TASK DIRECTIONS: Locate the line that contains "and I really". Copy it and every following line through the end of the records, exactly, and include nothing else.

SOURCE MATERIAL:
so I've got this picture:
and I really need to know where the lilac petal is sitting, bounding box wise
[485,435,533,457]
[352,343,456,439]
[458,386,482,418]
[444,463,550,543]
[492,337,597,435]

RESULT FOR THIS EXERCISE:
and I really need to know where the lilac petal is sitting, bounding box wise
[485,435,533,457]
[352,343,456,439]
[458,386,482,418]
[444,463,550,543]
[492,337,597,435]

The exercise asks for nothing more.